Material shown:
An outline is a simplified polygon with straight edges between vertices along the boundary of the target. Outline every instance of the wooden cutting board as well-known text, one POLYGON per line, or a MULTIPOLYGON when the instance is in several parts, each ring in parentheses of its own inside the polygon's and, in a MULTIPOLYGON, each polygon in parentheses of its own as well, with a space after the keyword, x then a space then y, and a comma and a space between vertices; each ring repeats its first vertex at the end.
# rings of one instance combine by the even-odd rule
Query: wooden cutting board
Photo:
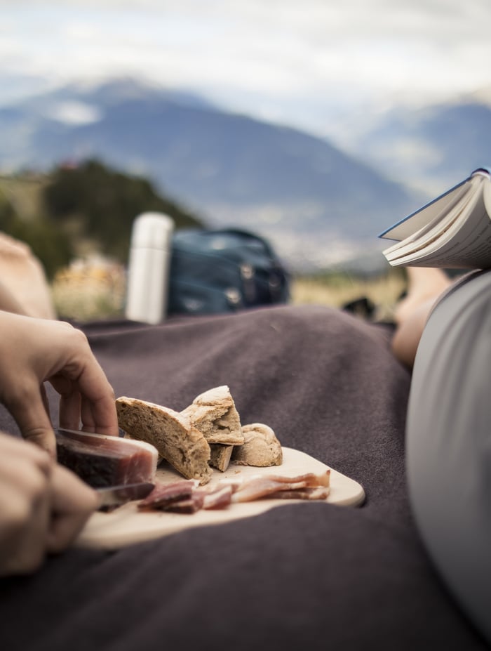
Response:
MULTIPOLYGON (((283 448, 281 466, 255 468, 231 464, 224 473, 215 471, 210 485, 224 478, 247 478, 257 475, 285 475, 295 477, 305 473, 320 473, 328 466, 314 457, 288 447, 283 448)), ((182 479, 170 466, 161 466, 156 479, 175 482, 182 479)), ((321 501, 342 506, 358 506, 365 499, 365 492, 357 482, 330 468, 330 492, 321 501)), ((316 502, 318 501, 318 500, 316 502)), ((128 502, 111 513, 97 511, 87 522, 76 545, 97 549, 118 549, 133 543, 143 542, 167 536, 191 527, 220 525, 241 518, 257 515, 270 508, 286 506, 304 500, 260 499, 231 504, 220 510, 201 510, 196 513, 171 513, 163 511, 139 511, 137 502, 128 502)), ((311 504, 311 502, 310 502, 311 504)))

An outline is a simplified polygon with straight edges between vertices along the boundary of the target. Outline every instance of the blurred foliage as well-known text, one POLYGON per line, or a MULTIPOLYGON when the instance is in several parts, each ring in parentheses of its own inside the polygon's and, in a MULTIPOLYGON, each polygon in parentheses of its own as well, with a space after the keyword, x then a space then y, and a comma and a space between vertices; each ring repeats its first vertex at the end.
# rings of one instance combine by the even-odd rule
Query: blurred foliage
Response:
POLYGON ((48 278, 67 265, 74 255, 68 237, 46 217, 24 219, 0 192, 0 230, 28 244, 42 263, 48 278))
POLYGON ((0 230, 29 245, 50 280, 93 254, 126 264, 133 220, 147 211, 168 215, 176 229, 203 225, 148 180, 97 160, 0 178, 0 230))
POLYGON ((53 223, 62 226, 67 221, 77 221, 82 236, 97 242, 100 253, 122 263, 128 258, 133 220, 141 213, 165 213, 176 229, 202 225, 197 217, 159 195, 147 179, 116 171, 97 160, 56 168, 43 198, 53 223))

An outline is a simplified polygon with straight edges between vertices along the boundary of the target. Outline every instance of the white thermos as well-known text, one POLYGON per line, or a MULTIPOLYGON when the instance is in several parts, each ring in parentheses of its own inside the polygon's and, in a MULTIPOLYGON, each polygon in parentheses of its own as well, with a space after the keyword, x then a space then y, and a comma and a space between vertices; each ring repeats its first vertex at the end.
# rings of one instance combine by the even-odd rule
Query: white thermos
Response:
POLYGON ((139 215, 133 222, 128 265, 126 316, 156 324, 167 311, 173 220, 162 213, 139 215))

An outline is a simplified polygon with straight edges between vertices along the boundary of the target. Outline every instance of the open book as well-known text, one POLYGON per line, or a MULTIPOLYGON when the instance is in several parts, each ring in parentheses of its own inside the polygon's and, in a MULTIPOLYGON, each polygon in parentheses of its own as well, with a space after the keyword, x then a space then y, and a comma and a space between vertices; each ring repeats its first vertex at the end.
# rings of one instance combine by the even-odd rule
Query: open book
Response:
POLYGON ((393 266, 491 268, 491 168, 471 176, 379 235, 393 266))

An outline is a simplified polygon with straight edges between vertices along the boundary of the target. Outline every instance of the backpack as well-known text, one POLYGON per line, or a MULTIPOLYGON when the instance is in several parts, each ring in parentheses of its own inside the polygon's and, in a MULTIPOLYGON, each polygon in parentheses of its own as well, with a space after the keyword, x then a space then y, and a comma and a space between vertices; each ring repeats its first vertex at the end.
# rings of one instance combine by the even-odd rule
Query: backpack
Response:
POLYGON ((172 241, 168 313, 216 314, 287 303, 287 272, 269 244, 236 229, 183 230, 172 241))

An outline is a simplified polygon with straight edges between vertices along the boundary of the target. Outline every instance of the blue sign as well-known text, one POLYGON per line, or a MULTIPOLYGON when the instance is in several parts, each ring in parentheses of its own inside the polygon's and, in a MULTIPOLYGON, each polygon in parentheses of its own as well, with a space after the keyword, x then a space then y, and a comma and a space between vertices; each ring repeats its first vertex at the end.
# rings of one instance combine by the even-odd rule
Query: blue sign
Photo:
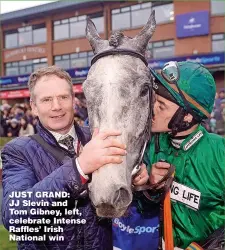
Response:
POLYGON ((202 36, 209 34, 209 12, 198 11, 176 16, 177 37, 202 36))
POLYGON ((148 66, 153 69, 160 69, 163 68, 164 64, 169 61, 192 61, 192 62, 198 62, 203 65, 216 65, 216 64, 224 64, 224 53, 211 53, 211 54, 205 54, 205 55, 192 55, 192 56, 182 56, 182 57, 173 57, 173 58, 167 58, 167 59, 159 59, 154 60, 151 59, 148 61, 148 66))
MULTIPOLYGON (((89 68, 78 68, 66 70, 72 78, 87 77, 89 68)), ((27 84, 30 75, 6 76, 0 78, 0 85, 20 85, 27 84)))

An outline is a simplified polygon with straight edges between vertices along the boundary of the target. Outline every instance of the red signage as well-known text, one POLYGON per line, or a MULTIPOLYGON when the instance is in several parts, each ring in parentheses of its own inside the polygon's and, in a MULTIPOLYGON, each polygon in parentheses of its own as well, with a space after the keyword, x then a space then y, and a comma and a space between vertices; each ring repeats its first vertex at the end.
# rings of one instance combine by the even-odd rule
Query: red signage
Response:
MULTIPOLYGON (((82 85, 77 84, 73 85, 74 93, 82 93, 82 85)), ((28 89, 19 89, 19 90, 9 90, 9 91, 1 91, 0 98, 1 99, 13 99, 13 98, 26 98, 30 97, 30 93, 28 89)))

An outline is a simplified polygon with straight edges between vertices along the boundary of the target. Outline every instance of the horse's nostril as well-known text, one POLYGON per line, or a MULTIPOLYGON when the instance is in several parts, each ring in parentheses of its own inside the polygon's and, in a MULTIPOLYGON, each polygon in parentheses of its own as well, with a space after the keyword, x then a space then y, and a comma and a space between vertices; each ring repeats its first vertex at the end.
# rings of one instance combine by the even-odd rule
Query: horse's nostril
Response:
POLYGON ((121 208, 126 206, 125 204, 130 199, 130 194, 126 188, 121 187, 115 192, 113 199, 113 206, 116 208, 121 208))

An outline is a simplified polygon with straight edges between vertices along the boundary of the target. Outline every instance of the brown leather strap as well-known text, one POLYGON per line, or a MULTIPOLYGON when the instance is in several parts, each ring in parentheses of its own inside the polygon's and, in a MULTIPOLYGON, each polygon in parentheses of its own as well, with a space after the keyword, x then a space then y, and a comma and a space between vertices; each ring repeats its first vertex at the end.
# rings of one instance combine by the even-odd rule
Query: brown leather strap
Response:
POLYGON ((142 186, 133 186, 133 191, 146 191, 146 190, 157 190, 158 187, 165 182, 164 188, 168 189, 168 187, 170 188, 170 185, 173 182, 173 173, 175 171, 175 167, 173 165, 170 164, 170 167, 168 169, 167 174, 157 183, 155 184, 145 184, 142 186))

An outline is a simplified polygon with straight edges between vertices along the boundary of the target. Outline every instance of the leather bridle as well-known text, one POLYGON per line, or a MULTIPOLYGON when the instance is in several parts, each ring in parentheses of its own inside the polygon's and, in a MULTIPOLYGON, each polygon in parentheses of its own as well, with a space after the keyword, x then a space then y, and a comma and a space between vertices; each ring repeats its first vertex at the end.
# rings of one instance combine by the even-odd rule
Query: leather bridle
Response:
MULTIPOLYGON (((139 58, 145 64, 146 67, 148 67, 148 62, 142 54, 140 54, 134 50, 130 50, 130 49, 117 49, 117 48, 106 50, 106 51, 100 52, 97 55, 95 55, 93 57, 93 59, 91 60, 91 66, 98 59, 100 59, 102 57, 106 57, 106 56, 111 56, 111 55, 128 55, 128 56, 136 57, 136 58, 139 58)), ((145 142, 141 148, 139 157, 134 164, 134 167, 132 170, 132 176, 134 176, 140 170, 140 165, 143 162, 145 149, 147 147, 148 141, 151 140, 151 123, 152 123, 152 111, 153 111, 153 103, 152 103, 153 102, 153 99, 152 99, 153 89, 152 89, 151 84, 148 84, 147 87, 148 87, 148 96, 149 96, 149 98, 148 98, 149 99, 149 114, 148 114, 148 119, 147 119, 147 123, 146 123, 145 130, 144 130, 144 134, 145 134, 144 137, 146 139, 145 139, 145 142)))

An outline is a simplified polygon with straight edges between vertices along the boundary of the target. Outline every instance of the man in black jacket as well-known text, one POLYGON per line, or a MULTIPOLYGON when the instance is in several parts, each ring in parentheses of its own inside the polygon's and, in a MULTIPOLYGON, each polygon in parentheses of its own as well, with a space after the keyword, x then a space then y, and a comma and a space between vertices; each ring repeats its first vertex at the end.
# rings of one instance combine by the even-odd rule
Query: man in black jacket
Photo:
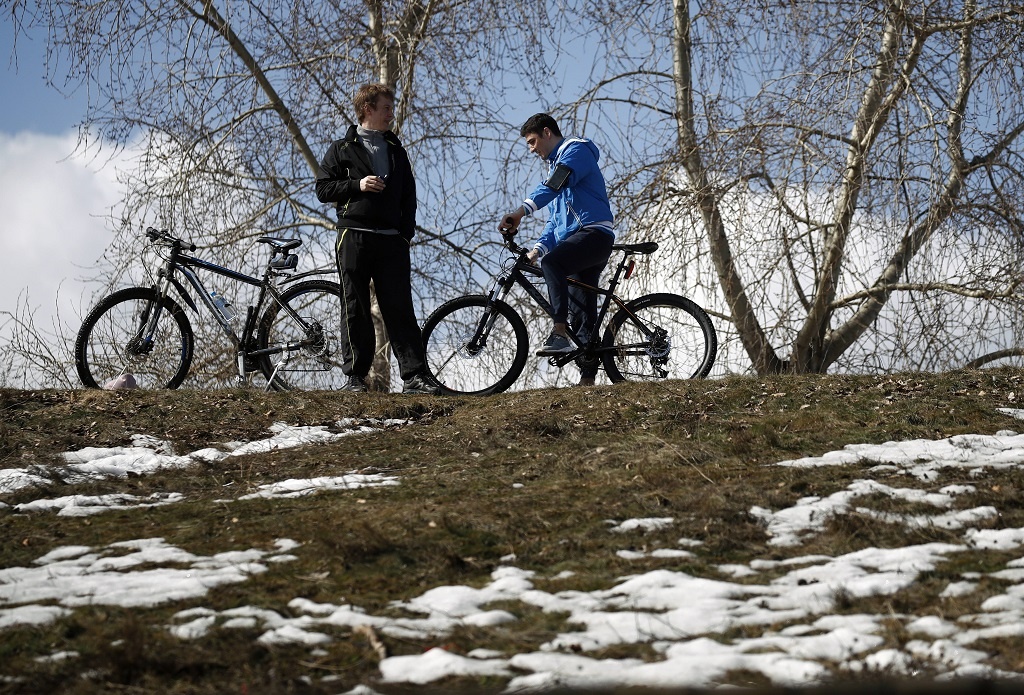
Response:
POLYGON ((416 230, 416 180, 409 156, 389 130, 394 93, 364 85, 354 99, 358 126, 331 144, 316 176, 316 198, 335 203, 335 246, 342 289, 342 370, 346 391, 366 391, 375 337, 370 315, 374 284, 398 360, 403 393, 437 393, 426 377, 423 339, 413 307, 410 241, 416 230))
--
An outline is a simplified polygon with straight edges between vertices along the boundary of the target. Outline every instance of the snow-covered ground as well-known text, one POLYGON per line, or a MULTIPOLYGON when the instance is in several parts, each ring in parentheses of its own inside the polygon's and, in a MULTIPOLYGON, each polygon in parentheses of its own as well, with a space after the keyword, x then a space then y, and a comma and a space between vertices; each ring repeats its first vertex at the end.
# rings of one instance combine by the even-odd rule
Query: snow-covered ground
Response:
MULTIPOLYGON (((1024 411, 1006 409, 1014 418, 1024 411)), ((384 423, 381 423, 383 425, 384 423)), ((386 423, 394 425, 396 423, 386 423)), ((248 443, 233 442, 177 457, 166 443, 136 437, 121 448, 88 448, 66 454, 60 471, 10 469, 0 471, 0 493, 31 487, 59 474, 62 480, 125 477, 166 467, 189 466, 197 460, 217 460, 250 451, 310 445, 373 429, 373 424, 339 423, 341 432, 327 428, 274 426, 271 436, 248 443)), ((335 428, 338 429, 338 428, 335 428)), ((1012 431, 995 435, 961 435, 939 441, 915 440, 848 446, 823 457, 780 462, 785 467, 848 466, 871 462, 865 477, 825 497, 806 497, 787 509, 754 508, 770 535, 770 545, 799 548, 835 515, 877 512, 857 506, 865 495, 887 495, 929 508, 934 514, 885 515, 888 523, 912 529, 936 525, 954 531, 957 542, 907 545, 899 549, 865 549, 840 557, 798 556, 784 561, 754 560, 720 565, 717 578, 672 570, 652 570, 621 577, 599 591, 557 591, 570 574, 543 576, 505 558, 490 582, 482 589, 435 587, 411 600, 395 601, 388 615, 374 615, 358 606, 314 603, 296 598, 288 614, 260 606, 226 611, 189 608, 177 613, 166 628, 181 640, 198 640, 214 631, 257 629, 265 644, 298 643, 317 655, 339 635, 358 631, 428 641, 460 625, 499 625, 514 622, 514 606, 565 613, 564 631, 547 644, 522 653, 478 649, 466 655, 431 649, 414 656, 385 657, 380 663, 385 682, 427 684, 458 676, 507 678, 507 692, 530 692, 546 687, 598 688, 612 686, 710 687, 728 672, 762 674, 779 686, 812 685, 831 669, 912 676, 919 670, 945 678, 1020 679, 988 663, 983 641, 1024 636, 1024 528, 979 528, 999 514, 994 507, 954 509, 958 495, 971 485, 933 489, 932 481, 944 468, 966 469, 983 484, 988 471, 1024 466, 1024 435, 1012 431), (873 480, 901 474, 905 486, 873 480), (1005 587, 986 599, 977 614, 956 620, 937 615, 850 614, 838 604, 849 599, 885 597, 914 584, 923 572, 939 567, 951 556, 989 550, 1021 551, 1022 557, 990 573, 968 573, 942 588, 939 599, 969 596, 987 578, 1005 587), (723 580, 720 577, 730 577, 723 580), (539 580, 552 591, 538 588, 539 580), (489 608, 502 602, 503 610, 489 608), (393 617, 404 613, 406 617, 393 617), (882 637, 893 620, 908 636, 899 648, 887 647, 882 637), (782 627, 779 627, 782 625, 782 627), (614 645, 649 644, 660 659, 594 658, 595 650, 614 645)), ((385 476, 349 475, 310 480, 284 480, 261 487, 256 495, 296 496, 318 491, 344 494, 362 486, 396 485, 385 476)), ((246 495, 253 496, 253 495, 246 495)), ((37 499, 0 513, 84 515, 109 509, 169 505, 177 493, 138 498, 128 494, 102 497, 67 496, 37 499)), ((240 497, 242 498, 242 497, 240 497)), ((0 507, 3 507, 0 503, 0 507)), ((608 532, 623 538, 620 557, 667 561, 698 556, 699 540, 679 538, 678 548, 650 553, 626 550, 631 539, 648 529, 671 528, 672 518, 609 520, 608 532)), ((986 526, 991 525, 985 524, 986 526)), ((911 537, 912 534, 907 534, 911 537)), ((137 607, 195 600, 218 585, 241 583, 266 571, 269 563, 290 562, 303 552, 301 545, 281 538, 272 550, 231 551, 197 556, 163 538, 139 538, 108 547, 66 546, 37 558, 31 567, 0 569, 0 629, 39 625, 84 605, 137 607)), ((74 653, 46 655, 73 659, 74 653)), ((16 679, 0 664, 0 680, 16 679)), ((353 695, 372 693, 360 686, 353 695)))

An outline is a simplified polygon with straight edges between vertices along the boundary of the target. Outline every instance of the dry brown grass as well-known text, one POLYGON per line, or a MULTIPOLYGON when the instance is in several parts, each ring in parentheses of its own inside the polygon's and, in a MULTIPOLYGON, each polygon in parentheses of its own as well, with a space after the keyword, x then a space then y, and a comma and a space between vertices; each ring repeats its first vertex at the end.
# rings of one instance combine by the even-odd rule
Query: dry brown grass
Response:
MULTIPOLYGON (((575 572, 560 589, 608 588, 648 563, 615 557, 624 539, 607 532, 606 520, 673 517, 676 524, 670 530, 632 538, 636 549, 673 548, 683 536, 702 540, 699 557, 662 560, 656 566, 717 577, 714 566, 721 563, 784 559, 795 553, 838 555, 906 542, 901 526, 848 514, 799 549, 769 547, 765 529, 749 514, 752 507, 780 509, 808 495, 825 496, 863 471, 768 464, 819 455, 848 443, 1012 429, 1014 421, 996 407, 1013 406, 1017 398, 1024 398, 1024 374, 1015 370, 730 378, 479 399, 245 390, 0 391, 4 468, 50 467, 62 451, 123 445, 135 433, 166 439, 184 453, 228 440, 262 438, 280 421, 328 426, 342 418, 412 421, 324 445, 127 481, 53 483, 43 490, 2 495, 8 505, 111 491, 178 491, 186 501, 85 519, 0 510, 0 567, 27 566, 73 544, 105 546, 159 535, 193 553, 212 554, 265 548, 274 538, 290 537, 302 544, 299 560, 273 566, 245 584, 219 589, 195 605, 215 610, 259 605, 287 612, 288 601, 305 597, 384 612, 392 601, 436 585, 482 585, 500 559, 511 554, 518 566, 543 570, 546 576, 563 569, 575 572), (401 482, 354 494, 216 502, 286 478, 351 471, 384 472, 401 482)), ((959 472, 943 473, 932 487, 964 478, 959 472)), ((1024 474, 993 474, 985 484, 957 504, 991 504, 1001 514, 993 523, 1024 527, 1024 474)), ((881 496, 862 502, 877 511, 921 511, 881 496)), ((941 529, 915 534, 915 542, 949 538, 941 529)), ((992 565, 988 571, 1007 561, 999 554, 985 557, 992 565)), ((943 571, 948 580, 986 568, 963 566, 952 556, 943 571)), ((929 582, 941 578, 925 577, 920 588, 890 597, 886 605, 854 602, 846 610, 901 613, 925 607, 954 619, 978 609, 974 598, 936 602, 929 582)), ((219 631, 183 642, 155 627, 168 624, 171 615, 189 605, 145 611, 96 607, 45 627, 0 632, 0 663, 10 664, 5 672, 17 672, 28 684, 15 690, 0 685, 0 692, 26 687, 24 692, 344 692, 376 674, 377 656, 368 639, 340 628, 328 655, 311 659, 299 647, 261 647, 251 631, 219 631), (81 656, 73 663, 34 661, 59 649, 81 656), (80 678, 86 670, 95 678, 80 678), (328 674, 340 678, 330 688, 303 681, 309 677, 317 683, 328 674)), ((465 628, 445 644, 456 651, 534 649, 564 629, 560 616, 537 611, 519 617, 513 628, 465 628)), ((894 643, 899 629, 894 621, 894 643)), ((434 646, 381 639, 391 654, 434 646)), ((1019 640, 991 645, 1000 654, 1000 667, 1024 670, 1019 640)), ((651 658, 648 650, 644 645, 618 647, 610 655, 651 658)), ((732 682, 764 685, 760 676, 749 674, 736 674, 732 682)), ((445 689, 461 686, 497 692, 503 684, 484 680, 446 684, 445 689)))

Given request: Copy the rows from the line with "of the blurred" up to and including the line with "POLYGON ((53 223, 62", keeping every character as it is.

Answer in full:
An outline is a simplified polygon with straight edges between vertices along the boundary of the target. Outline every instance of the blurred foliage as well-known text, one POLYGON per line, or a MULTIPOLYGON when the instance is in several parts, each ring in parentheses of its own inside the polygon's and, in a MULTIPOLYGON, each polygon in parentheses of its own as well, with a space after the keyword, x then a space then y, and a comma and a space between vertices; each ring repeats its first vertex at the end.
# rings of one instance combine by the even-odd rule
Query: blurred foliage
Response:
POLYGON ((48 278, 67 265, 74 255, 68 237, 46 217, 24 219, 0 192, 0 230, 28 244, 42 263, 48 278))
POLYGON ((0 230, 29 245, 50 280, 93 254, 126 264, 133 220, 147 211, 168 215, 176 229, 203 225, 148 180, 97 160, 0 178, 0 230))
POLYGON ((53 223, 62 226, 67 221, 77 221, 82 236, 97 242, 100 253, 122 263, 128 258, 133 220, 141 213, 165 213, 176 229, 202 225, 197 217, 159 195, 147 179, 116 171, 97 160, 56 168, 43 198, 53 223))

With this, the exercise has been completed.